_What you should do_:
Your task is to extract every line from the material below exactly.

· · · · ·

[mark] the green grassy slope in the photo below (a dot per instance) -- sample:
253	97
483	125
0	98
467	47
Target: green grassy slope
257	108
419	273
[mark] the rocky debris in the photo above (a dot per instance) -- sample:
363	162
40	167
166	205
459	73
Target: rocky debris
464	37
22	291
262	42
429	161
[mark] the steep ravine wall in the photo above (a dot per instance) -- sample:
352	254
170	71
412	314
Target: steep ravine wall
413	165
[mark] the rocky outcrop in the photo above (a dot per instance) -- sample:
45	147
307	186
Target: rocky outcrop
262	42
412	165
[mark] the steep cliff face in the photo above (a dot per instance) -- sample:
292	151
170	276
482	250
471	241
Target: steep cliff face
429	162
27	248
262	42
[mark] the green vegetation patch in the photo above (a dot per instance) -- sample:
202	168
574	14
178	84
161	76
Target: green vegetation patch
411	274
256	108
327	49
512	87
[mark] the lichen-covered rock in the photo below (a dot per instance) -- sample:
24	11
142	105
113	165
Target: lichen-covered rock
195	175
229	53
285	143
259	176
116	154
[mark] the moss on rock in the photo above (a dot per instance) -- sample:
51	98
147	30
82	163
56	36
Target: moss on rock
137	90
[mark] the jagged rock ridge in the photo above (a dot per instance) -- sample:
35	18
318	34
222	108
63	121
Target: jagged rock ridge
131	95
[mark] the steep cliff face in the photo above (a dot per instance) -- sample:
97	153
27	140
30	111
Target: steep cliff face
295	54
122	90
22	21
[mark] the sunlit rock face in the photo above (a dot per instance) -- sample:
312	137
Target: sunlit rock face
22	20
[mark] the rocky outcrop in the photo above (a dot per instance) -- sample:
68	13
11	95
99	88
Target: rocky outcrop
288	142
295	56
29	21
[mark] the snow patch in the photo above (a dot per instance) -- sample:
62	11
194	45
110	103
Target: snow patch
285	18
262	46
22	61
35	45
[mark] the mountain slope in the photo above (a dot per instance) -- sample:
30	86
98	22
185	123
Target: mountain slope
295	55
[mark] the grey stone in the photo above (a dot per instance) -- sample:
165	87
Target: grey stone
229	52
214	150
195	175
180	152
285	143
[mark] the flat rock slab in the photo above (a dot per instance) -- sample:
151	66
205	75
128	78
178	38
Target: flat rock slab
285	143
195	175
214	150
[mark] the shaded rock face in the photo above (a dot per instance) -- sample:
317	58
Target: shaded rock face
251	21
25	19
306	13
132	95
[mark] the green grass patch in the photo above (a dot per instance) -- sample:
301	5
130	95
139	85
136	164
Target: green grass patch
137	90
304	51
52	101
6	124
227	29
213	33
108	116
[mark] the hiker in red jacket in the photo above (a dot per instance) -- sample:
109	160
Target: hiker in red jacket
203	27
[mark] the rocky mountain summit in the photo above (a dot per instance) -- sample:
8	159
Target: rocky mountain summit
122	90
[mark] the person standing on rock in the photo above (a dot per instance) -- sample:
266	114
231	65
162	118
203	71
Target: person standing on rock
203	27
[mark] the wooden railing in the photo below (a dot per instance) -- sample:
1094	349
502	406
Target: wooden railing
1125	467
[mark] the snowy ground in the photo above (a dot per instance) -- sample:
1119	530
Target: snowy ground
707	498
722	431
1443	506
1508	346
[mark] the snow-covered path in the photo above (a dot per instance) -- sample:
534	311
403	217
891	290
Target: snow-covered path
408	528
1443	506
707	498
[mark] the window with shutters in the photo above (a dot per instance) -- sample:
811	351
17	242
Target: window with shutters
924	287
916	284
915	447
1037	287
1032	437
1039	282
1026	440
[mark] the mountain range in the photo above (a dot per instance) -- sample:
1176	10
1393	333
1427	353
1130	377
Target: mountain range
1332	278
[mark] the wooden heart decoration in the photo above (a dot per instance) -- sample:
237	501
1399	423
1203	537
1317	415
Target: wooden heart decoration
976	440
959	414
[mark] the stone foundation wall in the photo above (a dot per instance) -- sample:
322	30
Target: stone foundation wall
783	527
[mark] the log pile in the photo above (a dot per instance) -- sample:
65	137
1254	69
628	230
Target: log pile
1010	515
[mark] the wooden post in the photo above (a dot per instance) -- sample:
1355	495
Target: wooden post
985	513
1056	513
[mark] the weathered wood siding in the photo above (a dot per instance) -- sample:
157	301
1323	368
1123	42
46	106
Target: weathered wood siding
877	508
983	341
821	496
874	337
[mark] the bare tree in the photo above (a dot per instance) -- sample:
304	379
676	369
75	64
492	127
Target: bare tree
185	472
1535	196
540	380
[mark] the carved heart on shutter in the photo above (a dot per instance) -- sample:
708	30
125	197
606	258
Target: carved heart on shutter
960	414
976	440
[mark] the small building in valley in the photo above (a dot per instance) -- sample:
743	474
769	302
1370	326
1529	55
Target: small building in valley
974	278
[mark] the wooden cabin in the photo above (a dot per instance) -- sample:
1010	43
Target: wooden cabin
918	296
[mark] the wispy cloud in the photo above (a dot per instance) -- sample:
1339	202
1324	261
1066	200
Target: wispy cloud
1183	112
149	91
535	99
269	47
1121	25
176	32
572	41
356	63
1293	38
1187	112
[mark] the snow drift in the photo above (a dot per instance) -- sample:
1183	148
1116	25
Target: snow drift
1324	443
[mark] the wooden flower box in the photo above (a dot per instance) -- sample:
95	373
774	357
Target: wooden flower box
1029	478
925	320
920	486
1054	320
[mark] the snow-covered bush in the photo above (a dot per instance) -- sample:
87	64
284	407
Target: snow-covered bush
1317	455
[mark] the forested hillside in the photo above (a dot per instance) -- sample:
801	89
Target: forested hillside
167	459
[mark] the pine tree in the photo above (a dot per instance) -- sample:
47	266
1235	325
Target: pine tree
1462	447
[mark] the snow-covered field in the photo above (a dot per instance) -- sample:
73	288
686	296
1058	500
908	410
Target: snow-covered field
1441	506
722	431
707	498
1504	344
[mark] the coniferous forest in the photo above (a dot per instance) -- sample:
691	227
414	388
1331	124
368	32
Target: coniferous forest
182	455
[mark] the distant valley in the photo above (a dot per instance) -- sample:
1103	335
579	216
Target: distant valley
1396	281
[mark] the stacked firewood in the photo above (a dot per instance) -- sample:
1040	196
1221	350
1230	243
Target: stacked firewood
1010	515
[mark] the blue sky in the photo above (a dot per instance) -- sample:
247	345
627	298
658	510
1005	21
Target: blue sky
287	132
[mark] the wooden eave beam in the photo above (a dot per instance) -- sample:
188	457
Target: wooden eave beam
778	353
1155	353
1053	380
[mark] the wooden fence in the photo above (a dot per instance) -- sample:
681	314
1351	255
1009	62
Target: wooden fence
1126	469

· · · · ·

_Correct result_:
[mark] the green grassy slope in the photo below (a dot per instance) -- sample:
253	97
483	125
0	98
467	47
Target: green grassy slope
257	108
419	273
[mark] the rocky debris in the photo above (a dot per instance) -- sample:
363	162
40	167
166	205
459	73
Target: rocky debris
464	37
22	291
262	42
429	161
[mark] the steep ravine wall in the photo above (a dot per instance) -- sample:
352	254
170	71
412	314
Target: steep ravine wall
413	165
[mark] the rocky outcrop in the photo above (a dot per instance) -- sample:
45	147
307	186
Target: rocky outcrop
262	42
412	165
[mark] the steep cliff face in the photo above (a dot per instance) -- sample:
292	151
170	276
482	250
471	241
Target: steep cliff face
429	162
27	248
262	42
[mark] the green vegetation patch in the photo above (a dot per instance) -- sample:
202	168
574	14
178	84
161	76
Target: green vegetation patch
411	274
256	108
327	49
512	87
[mark] the lichen-covered rock in the photo below (a dot per instance) -- sample:
24	11
142	105
113	165
Target: lichen-covered rock
195	175
229	53
285	143
259	176
116	154
[mark] the moss on rock in the photo above (a dot per instance) -- sample:
51	98
147	30
82	163
56	36
Target: moss on rock
137	90
[mark] the jagged rock ridge in the photo above (a dot per instance) -- sample:
35	18
318	34
222	108
63	121
Target: jagged rock ridge
131	95
[mark] the steep cliff face in the photo above (a dot per instance) -- sample:
97	153
27	140
30	111
Target: steep cliff face
295	54
122	90
22	21
[mark] the sunlit rock face in the photo above (a dot per instance) -- sample:
312	137
Target: sunlit rock face
22	20
[mark] the rocky outcrop in the photo above (a dot per instance) -- sample:
68	13
11	95
99	88
Target: rocky outcrop
288	142
295	56
29	21
[mark] the snow patch in the photo above (a dot per instance) -- sample:
62	11
194	45
110	103
Target: snow patch
285	18
262	46
22	61
35	45
[mark] the mountain slope in the photo above (a dot per instance) -- sample:
30	86
98	22
185	123
Target: mountain slope
295	55
[mark] the grey stone in the photo above (a dot per instance) -- sample:
165	87
Target: grey stone
229	52
214	150
195	175
180	152
285	143
[mark] the flat rock slab in the photo above (a dot per instance) -- sample:
151	66
205	75
128	78
178	38
Target: flat rock slab
285	143
195	175
214	150
[mark] the shaded rock face in the photo above (a dot per instance) -- sample:
317	58
Target: shaded rock face
251	21
25	19
306	13
132	95
[mark] the green grass patch in the photo above (a dot per instance) -- sample:
301	5
130	95
139	85
136	164
Target: green grass patch
137	90
304	51
52	101
6	124
227	29
213	33
108	116
[mark] the hiker in red jacket in the photo above (a dot per instance) -- sample:
109	160
Target: hiker in red jacket
203	27
[mark] the rocky mountain summit in the photo above (a dot per instance) -- sample:
8	159
Target: rocky mountain summit
122	90
[mark] the person standing on rock in the photo above (a dot per instance) -- sample:
266	114
231	65
162	118
203	71
Target: person standing on rock
203	27
[mark] the wooden railing in the photo below (a dot per instance) -- sample:
1094	349
502	406
Target: wooden railing
1125	467
[mark] the snowy ground in the photo above (a dot per instance) -- sample:
1119	530
Target: snowy ground
707	498
722	431
1443	506
1508	346
[mark] the snow-covered path in the photo above (a dot per instance) -- sample:
534	311
403	217
891	290
Target: snow-covered path
408	528
1443	506
707	498
[mark] the window with shutters in the photo above (a dot per instance) -- sample:
811	351
17	242
Target: window with shutters
924	287
916	284
915	447
1037	287
1032	437
1039	282
1026	440
[mark] the mountain range in the photo above (a dot per instance) -- sample:
1176	10
1393	333
1427	353
1130	377
Target: mountain range
1332	278
[mark] the wooden heart decoration in the photo above (a dot per instance) -- sample:
237	501
1399	423
1203	537
1317	415
Target: wooden heart decoration
976	440
959	414
[mark] the stone foundation wall in the photo above (a dot per instance) -- sample:
322	30
Target: stone foundation wall
783	527
[mark] the log pile in the photo above (a dot per instance) -- sample:
65	137
1254	69
628	230
Target: log pile
1010	515
[mark] the wooden post in the photo above (a dot per instance) -- sample:
1355	495
Target: wooden post
985	513
1056	513
[mark] the weathered wood siding in the photo above (a dot per instance) -- sample:
157	301
1323	368
1123	42
46	106
Target: weathered wood siding
877	508
983	341
821	496
874	337
[mark] the bare tree in the photo above (a dot per instance) -- sample:
304	379
676	369
75	64
492	127
Target: bare tree
185	472
1535	196
540	380
[mark] the carved heart on shutter in the photo above (a dot per instance) -- sample:
708	30
125	197
606	258
Target: carved heart on shutter
960	414
976	440
[mark] the small building in valley in the photo above (a dot per instance) -- sample:
743	474
769	302
1370	326
1529	55
Target: small building in valley
974	278
[mark] the wooden cabin in the photo above (a dot per instance) -- sample:
1010	43
Target: wooden cabin
918	296
[mark] the wispy cloud in the photo above (a dot per instance) -- sample:
1339	202
1324	261
1066	200
Target: wispy cloud
1183	112
149	91
535	99
269	47
1121	25
176	32
572	41
356	63
1293	38
1187	112
[mark] the snow drift in the photo above (a dot per instance) -- sample:
1183	148
1116	25
Target: snow drift
1324	443
[mark] the wooden flower box in the photo above (a dot per instance) -- sample:
95	373
774	357
Target: wooden flower box
1029	478
925	320
920	486
1054	320
[mark] the snow-covered bush in the photo above (a dot per instance) -- sample:
87	64
284	407
Target: snow-covered bush
1317	455
[mark] the forested hillside in the photo above (a dot per instance) -- sample:
801	89
Target: forested hillside
167	459
[mark] the pine tree in the photo above (a dot per instance) -- sample:
47	266
1235	325
Target: pine tree
1462	447
[mark] the snow-covered field in the photo above (a dot per instance) -- sample:
73	288
686	296
1058	500
908	410
Target: snow-covered field
1441	506
722	431
707	498
1504	344
[mark] the coniferous forest in the photo above (a dot per instance) -- sample:
691	227
414	388
1331	124
368	32
Target: coniferous forest
182	455
[mark] the distant valley in the photo above (a dot per instance) -- sample:
1103	335
579	216
Target: distant valley
1396	281
[mark] the stacked firewood in the photo above (a dot per instance) -- sample:
1040	196
1221	350
1230	243
Target: stacked firewood
1010	515
[mark] the blue sky in the photo above (a dot per instance) -- sample:
247	345
627	298
658	510
1005	21
Target: blue sky
287	132
[mark] the wooden eave beam in the photo above (a dot per instance) -- sample:
188	457
Target: wooden eave beam
778	353
1155	353
1053	380
[mark] the wooden fence in the photo above (a dot per instance) -- sample:
681	314
1351	255
1009	62
Target: wooden fence
1126	469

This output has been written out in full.